Exercise details ->
Search the records for the word "below" and copy every line in which it occurs.
____
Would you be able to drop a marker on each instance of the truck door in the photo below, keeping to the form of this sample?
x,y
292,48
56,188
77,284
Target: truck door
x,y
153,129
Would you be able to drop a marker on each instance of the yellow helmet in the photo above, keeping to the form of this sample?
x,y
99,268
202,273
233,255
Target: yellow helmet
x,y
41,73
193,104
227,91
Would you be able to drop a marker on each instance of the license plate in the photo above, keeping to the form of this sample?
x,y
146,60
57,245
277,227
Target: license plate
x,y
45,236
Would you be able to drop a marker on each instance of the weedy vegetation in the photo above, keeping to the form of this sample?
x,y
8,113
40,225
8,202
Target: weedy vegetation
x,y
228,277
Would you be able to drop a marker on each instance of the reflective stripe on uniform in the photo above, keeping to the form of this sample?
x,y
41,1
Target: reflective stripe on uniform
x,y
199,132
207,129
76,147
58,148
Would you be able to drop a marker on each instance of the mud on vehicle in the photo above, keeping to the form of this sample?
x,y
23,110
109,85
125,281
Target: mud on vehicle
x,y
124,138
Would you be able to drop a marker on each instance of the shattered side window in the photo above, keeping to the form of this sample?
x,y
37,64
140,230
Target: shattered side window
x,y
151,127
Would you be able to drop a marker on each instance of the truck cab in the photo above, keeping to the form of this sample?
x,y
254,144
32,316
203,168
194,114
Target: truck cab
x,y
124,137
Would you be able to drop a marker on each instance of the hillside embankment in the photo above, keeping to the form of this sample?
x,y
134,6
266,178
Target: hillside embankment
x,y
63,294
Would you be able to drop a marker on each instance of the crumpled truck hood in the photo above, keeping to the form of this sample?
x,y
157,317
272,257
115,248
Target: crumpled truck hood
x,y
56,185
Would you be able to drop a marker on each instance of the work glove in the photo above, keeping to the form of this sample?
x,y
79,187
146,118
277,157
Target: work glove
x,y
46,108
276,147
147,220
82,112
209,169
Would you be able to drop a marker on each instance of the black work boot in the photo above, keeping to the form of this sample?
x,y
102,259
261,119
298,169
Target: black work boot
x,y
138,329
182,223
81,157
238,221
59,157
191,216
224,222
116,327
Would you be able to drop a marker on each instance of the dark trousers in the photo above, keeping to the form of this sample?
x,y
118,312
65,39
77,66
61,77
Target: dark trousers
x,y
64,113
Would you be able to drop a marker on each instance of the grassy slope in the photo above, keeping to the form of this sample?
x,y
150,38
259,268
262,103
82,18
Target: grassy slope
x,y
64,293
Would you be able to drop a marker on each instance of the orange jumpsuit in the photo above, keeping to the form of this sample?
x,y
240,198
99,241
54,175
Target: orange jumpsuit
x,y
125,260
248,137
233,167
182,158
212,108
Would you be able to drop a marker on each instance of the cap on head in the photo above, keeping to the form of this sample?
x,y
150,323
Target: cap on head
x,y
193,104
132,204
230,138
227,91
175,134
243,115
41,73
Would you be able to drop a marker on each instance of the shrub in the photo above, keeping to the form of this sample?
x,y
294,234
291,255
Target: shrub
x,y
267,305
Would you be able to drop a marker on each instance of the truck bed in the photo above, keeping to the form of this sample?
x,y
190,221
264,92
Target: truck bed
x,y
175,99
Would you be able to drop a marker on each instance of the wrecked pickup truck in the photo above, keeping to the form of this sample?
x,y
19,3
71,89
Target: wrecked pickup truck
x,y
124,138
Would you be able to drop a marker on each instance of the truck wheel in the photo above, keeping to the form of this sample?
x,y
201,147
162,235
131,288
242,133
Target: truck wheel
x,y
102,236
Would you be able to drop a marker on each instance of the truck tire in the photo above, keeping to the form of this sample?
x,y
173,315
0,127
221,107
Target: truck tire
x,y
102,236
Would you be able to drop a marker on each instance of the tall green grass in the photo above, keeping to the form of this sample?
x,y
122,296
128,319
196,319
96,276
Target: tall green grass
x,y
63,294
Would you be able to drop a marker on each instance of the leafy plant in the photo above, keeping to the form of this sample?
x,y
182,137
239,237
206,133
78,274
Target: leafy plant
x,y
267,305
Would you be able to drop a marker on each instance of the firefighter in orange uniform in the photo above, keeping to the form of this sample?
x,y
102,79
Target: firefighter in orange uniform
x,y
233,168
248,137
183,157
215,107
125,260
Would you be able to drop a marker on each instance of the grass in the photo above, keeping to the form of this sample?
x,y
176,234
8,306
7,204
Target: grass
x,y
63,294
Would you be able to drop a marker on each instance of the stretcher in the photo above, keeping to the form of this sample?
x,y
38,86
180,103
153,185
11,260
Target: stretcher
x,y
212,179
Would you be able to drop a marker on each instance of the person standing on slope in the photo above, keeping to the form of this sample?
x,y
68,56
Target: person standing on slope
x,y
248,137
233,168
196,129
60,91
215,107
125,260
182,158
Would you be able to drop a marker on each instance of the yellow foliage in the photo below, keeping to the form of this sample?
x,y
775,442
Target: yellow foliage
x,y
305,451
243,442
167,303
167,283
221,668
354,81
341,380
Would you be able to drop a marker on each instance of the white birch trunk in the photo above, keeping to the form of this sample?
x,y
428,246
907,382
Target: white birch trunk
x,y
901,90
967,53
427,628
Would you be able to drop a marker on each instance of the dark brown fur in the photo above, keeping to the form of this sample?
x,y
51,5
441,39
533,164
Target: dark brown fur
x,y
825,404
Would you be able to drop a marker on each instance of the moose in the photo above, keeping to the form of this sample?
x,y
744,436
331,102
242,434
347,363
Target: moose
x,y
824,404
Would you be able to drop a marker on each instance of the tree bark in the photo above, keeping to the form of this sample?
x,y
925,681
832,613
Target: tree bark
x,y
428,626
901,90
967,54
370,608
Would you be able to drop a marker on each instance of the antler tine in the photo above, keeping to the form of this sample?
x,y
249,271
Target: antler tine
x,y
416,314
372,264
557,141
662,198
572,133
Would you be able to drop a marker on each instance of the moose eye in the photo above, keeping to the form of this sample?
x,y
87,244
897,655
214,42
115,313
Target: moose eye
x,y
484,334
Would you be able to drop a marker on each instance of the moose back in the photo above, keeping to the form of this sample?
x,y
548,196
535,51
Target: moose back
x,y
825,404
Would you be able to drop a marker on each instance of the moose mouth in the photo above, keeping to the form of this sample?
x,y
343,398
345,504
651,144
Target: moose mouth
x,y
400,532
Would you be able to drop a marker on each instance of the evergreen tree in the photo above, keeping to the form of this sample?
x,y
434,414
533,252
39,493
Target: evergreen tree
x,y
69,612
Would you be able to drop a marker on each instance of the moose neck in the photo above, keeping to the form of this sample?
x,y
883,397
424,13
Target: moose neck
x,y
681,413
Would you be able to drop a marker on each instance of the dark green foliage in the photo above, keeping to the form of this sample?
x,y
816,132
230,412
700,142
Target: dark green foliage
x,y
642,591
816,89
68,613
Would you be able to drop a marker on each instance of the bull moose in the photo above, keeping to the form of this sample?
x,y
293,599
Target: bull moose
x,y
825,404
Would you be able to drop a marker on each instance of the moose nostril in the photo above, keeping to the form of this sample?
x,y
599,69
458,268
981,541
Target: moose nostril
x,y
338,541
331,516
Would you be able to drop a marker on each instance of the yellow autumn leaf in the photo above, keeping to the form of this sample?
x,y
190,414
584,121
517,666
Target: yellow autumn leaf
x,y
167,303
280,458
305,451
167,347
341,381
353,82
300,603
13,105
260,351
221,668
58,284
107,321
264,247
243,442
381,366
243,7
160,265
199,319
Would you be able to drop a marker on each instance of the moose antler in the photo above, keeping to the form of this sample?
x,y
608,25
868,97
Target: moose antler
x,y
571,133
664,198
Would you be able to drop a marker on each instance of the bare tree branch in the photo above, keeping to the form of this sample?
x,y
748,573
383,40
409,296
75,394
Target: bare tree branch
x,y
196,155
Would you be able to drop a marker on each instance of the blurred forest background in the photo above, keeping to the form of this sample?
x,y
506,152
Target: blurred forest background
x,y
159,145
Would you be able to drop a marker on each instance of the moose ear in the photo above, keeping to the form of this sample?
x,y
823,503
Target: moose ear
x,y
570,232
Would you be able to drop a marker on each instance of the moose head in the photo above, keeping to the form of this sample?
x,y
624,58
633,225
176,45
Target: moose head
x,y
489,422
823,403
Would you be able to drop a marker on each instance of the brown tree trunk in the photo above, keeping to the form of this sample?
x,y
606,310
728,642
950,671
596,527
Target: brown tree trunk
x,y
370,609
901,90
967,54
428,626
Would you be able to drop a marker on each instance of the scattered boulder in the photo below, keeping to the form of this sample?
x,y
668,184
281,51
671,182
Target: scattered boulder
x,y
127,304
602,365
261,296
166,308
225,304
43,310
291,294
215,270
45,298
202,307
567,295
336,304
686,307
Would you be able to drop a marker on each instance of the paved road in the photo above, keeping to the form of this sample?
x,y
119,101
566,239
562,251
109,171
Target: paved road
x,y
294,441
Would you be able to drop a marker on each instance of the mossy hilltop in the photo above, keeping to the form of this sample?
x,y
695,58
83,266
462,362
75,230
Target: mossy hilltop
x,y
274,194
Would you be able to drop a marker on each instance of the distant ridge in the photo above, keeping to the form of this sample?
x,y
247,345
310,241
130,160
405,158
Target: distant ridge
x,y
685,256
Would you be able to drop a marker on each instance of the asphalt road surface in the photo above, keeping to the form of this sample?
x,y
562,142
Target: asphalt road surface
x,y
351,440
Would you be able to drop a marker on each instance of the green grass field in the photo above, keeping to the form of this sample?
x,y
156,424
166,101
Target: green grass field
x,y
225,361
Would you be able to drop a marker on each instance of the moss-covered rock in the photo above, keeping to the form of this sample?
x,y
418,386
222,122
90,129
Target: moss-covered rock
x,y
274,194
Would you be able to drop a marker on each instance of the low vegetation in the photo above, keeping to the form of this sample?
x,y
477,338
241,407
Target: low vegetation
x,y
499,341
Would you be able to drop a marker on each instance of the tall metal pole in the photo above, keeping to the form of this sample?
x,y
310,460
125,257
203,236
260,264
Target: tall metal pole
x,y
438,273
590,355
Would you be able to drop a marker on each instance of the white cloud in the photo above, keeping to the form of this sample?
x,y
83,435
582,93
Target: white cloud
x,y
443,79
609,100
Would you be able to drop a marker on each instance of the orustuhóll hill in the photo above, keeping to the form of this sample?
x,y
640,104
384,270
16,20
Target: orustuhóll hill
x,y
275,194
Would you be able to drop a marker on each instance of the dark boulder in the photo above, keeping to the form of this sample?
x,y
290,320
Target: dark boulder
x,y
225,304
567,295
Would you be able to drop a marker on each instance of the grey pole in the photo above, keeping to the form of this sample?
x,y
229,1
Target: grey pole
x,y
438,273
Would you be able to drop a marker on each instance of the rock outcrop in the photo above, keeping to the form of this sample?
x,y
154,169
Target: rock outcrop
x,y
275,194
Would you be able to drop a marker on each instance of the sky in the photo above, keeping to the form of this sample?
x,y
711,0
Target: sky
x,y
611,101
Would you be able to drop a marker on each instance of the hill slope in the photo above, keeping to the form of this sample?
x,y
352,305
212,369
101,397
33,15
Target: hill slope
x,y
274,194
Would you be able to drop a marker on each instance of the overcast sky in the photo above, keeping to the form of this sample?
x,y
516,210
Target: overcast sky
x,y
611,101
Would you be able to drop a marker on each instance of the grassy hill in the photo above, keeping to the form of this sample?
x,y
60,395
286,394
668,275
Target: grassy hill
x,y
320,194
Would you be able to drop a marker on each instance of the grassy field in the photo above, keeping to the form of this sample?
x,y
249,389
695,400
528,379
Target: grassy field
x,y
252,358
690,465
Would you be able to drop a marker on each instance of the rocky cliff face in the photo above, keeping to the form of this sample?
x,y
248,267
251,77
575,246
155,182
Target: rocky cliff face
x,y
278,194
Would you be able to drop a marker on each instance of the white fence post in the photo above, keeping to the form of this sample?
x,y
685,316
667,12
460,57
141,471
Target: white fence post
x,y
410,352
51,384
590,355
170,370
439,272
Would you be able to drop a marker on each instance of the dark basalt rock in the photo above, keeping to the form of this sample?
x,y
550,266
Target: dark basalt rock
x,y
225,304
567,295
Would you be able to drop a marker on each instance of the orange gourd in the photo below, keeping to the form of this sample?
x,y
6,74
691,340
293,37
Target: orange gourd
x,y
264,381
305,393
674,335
____
Written solution ->
Would you be able to drop a marker on each instance of the truck door in the photo below, keeping to the form of this sample?
Would you be able to drop a marker on each instance of the yellow foliage in the photo below, keeping to the form of this sample?
Would you be able to drop a marker on each instance of the scattered boulder in the photo below, keeping to the form of this sample?
Would you be able to drop a marker on each instance of the orange gourd in the photo below, keeping to the form of this sample?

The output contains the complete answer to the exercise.